TEXTE DU DOCUMENT |
________________

Death Stranding. Ce nom à lui seul suffit à susciter du débat dans le microcosme du jeu vidéo. Pourquoi ? Parce qu’il est un jeu génialement clivant et si certains ont su apprécier son univers et son gameplay, d’autres n’ont pas pu tout simplement réussir à pénétrer ce monde post-apocalyptique original et atypique. À leur décharge, le dernier jeu d’Hideo Kojima n’est pas des plus abordables et demande un grand investissement de la part du joueur, surtout durant les dix à quinze premières heures qui ne se résument qu’à porter des colis d’un point A à un point B.
Certes, Death Stranding est atypique, unique et inaccessible pour une bonne partie des joueurs, mais n’en reste pas moins une œuvre forte et pertinente de notre média, réalisée par un homme qui parle, qui fait passer des messages et qui a surtout une vision de ce qu’est le jeu vidéo et de ce qu’il peut offrir au monde. Il s’en sert pour instaurer un dialogue avec nous au travers de ses personnages, des thématiques abordées et essaie de créer un lien, une connexion forte entre les joueurs sans que ces derniers n’aient à échanger directement.
À l’heure où une version Director’s Cut, que certains jugeront surfaite, va voir le jour, penchons-nous l’espace d’un instant sur Entre les Mondes de Death Stranding, un livre écrit par l’auteur Antony Fournier et édité par Third Editions.
On ne va pas ici chercher à reprendre ce qui est dit dans le livre, ni même exposer le point de vue de l’auteur sur Death Stranding, mais on va plutôt mettre en avant la qualité de la réflexion autour du chef-d’œuvre du créatif Hideo Kojima. Car oui, pour nous, ou plutôt pour votre plume du jour qui se permet là de parler au nom de sa propre personne, le dernier-né (ou premier, c’est selon) de Kojima Productions est pour l’auteur de ces lignes un chef-d’œuvre. Un jeu à part, qui ne s’embête pas avec les considérations modernes du jeu vidéo et qui ne tente même pas d’être abordable par le plus grand nombre.
Sa seule ambition est finalement de nous faire ressentir de nombreuses émotions et de partager avec nous une vision du monde qui fait étrangement écho au nôtre, car à l’heure où nous sommes tous connectés les uns aux autres grâce à Internet et aux réseaux sociaux (entre autres choses), nous n’avons paradoxalement jamais été aussi seuls. La solitude et l’importance de l’autre, de lui parler, de le toucher et de vivre une expérience avec lui est le cœur même du message de Death Stranding.
On ne va pas non plus émettre une critique élaborée ici de l’analyse de l’auteur Antony Fournier sur le jeu de Kojima, car c’est à la lecture de ses mots que nous avons compris que l’expérience proposée est finalement plus personnelle qu’il n’y paraît. Si des vérités générales peuvent être dites et affirmées, l’œuvre touche à l’intime de chacun. Ainsi, il n’y a pas qu’un ressenti ou une lecture possible de Death Stranding, mais bien plusieurs qui dépendent entièrement du joueur, de son vécu personnel et culturel.

________________

DONNÉES FOURNIES |
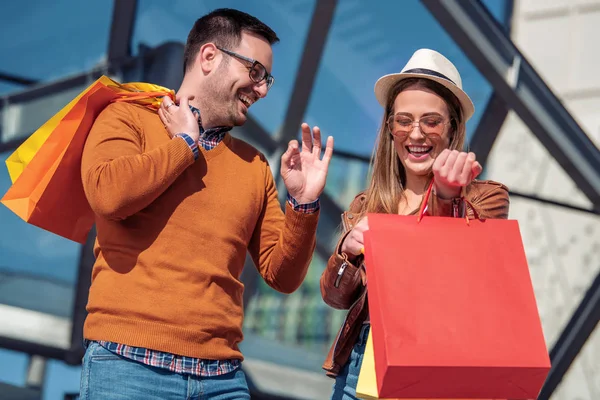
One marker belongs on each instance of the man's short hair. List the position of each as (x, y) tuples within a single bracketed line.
[(224, 28)]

________________

CONSIGNES |
[1] Dans le texte sur Death Stranding, quel éditeur publie le livre Entre les Mondes de Death Stranding ?
[2] D'après le texte sur Death Stranding, quelles actions envers l'autre forment, avec la solitude, le cœur même du message du jeu ? Énumérez-les toutes.

CORRIGÉ |
[1] Third Editions.

[2] Lui parler ; le toucher ; vivre une expérience avec lui.